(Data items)
---------------
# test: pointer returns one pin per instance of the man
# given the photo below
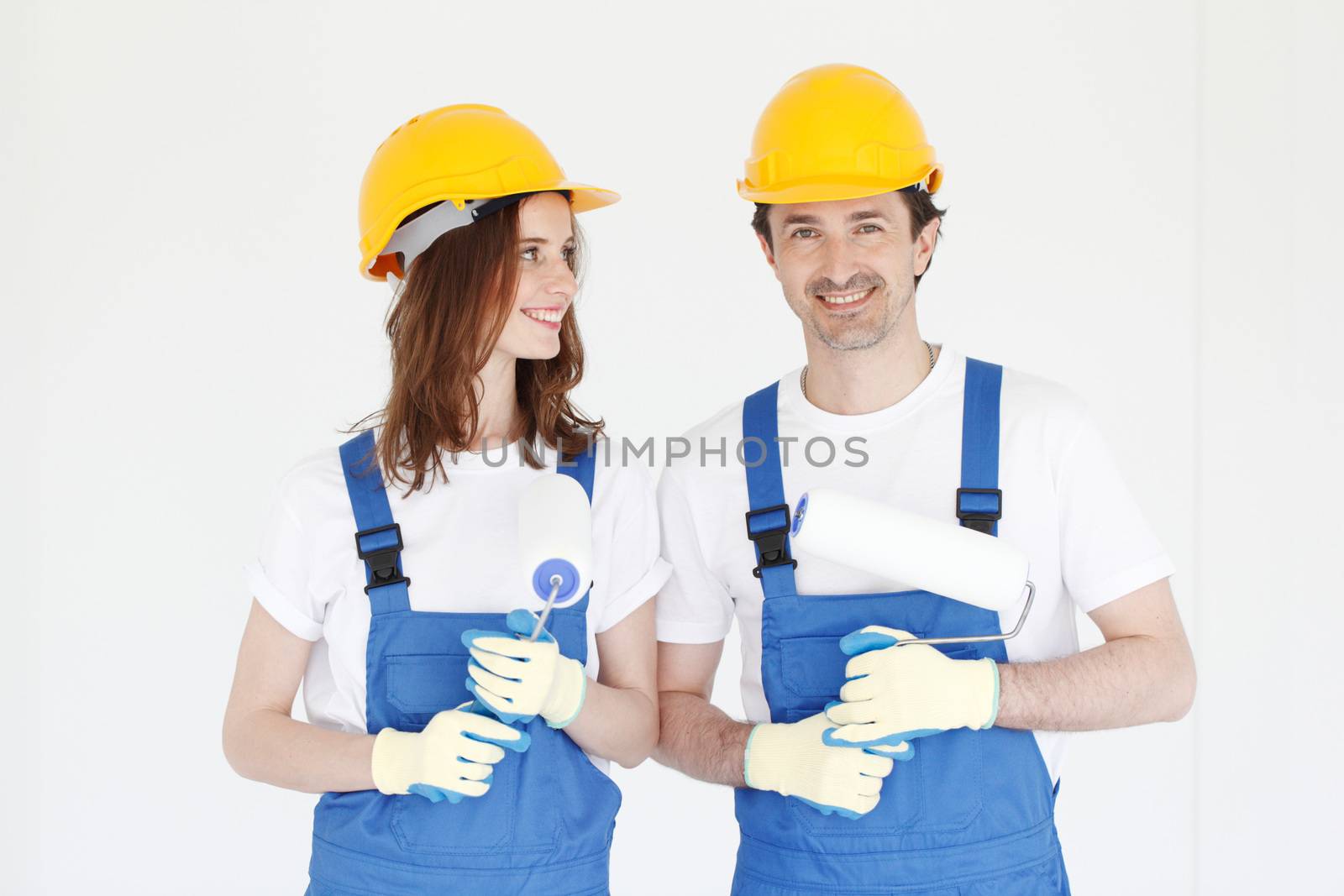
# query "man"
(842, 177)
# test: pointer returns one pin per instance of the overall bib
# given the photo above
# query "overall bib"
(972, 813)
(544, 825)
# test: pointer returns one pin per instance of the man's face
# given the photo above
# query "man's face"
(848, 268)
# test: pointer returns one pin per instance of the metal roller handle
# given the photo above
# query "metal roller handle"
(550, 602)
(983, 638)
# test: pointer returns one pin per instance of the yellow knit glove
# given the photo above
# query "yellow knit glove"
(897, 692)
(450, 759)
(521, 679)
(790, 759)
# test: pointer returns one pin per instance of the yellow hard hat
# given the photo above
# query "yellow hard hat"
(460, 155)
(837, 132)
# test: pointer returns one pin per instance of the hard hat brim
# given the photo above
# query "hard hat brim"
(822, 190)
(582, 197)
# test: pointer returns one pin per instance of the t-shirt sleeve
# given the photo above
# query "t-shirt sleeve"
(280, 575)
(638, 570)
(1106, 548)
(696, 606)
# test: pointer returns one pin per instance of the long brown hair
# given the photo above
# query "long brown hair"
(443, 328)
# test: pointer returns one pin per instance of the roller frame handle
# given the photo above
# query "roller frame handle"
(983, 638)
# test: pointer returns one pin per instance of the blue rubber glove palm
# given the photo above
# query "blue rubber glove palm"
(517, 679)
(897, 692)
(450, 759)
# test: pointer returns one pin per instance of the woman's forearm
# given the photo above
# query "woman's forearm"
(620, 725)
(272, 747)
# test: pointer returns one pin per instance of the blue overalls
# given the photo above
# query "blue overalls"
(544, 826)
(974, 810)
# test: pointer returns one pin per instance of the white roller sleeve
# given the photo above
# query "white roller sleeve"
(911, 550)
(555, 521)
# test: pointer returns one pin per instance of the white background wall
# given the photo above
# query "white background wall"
---------------
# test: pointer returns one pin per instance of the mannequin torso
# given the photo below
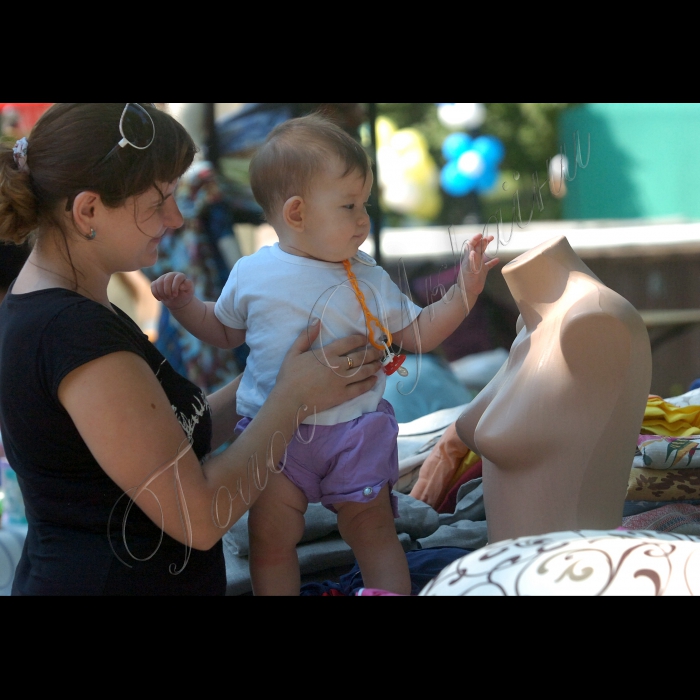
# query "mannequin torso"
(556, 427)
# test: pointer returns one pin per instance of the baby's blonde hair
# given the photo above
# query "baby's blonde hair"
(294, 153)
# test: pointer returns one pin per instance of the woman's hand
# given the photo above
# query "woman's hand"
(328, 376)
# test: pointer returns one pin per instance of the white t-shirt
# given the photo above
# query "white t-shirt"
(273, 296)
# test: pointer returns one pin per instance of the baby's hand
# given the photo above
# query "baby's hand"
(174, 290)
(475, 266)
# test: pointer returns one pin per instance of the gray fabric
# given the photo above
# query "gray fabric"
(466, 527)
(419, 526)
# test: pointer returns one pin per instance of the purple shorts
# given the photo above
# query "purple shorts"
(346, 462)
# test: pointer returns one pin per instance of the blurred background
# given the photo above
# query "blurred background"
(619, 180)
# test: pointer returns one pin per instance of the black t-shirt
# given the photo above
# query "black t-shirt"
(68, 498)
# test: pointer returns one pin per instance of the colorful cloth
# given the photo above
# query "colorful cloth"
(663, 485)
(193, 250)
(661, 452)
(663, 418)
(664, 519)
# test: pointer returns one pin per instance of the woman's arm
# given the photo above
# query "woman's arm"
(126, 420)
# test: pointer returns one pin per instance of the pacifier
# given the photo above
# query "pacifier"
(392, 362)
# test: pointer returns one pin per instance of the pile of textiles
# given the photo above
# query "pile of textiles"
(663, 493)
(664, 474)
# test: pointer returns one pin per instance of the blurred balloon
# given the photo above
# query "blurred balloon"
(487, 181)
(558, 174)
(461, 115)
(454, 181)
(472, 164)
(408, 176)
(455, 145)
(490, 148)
---------------
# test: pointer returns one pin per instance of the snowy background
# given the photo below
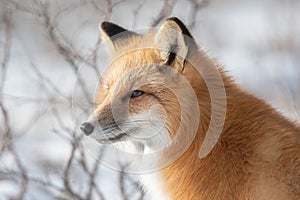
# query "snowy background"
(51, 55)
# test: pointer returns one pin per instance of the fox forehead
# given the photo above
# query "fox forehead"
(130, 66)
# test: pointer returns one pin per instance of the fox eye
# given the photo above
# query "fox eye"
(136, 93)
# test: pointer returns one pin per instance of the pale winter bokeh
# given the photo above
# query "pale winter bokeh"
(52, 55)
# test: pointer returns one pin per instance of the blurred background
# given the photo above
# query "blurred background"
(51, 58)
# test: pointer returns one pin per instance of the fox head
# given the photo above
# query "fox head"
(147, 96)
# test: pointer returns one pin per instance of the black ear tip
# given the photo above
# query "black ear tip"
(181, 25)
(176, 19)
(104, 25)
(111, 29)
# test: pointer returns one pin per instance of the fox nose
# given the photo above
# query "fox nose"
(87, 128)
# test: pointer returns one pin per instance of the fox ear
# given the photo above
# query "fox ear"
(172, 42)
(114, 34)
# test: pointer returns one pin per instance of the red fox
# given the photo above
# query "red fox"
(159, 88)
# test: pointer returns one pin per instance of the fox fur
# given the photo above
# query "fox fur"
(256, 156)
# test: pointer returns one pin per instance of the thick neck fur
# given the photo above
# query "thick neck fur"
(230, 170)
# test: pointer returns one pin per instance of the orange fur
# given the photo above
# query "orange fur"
---------------
Report every line from the data items that contains the string "sleeve", copying each one in full.

# test: pointer returns one pin per instance of the t-shirt sleeve
# query "t-shirt sleeve"
# test: pointer returns one pin per instance of the white roller sleeve
# query "white roller sleeve"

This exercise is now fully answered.